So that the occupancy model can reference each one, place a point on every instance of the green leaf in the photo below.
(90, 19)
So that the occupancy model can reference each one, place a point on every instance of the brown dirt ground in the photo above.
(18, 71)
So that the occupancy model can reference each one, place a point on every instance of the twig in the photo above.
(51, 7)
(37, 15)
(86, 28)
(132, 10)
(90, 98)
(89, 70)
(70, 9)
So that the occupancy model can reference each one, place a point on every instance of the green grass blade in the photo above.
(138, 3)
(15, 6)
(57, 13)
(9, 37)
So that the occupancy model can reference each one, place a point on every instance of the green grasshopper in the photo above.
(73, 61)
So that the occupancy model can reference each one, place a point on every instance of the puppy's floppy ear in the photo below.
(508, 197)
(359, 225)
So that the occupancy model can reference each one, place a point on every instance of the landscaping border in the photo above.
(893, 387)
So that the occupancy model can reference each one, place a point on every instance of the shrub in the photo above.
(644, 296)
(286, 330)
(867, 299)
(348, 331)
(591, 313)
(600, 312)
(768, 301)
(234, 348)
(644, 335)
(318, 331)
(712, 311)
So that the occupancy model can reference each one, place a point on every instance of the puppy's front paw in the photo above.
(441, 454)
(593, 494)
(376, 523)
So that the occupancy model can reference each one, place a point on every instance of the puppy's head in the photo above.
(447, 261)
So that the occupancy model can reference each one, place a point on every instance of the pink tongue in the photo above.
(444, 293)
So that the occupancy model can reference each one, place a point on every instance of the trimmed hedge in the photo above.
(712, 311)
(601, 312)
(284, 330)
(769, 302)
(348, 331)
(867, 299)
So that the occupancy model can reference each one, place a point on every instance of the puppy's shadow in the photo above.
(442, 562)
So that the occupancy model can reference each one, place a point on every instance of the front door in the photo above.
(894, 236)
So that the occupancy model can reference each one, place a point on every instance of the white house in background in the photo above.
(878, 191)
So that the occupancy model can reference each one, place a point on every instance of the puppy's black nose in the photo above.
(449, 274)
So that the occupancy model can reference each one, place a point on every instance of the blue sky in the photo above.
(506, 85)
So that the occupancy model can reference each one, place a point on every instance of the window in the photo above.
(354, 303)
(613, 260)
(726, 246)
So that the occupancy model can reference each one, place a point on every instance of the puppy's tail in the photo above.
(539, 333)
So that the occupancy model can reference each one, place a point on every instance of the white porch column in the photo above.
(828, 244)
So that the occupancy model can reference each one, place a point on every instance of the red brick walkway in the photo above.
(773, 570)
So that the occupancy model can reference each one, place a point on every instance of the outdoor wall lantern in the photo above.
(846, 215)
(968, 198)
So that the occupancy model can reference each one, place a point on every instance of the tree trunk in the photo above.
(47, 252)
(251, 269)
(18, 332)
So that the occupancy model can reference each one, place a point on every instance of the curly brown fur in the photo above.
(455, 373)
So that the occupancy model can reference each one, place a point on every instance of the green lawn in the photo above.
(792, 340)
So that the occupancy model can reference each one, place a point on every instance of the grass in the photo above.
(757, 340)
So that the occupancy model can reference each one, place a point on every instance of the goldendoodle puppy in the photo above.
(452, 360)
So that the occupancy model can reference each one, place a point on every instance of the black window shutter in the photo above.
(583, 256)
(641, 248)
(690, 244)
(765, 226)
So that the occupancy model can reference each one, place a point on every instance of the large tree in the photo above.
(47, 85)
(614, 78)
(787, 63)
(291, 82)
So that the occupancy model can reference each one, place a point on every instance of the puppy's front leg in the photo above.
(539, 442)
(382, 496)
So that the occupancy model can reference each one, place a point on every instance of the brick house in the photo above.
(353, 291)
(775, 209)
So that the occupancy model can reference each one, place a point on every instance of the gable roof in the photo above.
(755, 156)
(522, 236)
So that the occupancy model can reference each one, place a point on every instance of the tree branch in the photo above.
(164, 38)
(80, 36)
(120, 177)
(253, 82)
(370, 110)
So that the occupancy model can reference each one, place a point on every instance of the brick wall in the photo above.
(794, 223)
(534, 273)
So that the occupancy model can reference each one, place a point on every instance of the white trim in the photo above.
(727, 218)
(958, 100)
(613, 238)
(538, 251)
==*==
◆ Exercise objective
Scale down the material from the line with "grass in the photo above." through the last line of the material, and write all of those lines out again with the requests included. Multiply every coordinate in the points by 0.2 and round each to a whole number, rounding halves up.

◆ Final answer
So that the occupancy model can reference each one, place a point on every instance of the grass in the photo above.
(151, 68)
So that the occupancy model can reference each one, place a point on every instance of the goldendoodle puppy in the photo above.
(90, 72)
So that the occupancy model can reference each one, place a point on every instance of the black window shutter in the photo above.
(117, 51)
(128, 50)
(138, 49)
(153, 45)
So that the occupancy model can reference each one, place a point on every instance of the large tree in the photo above.
(9, 17)
(123, 16)
(157, 13)
(58, 16)
So that the occupancy model can reference each one, place a point on every instance of the puppy's front leg in the photo above.
(108, 88)
(76, 99)
So that the occupancy model can reference each one, place a point on every instance of the brick house in the photo above.
(71, 58)
(155, 42)
So that the occupancy model can reference each one, place a point on every instance of the gable roof in the photo above.
(151, 31)
(104, 47)
So that the occupancy model can reference each one, place a point on every instance of the tree branch in the photo above.
(33, 8)
(16, 7)
(24, 35)
(51, 16)
(74, 22)
So that the occupancy model can reference each one, place a point on every instance of the brick wall in the photo above.
(159, 45)
(107, 55)
So that the occupancy model can reference each one, place a point on every instance of the white trim in the photo above.
(145, 44)
(192, 20)
(123, 48)
(108, 50)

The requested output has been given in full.